* Start *

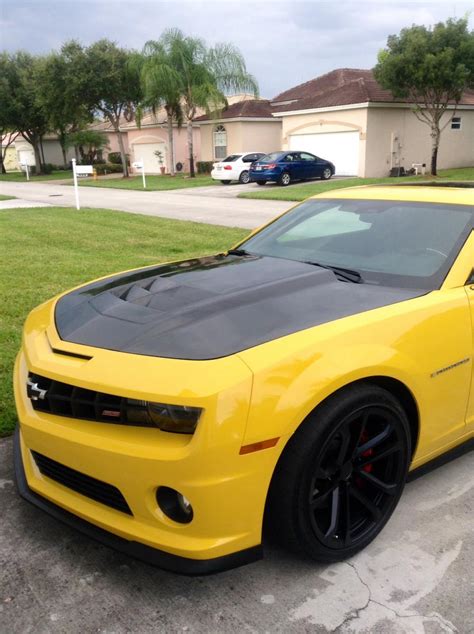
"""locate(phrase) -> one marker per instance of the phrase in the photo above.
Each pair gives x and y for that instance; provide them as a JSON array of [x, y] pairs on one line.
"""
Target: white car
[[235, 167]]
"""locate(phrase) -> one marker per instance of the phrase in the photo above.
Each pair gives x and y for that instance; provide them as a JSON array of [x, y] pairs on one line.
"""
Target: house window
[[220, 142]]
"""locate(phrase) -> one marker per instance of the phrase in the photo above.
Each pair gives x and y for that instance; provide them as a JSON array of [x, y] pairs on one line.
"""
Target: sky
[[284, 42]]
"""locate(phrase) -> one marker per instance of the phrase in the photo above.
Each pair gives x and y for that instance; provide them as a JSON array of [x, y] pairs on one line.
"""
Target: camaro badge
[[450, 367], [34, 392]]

* End *
* Start *

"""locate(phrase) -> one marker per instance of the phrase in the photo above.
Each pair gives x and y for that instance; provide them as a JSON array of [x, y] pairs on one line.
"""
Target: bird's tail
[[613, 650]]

* End *
* Start *

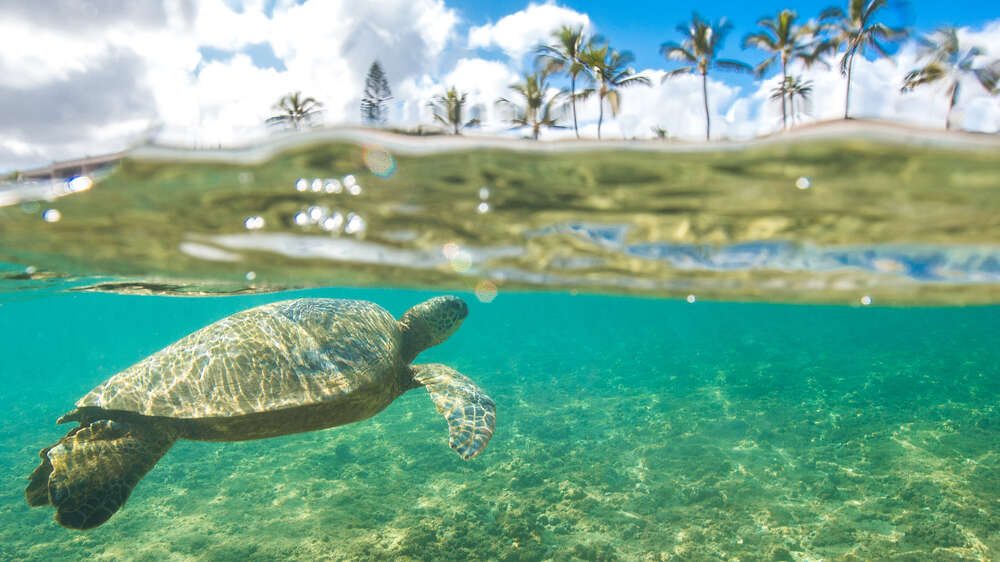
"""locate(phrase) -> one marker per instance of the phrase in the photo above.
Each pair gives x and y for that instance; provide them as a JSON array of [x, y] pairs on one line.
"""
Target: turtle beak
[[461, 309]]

* End *

Exercise goal — Copy out every line of the material above that contains the string "Target". Only lines whose capitalization matches count.

Result for this task —
Target: white car
Target: house window
Target: sky
Target: camaro badge
Target: bird's tail
Target: turtle beak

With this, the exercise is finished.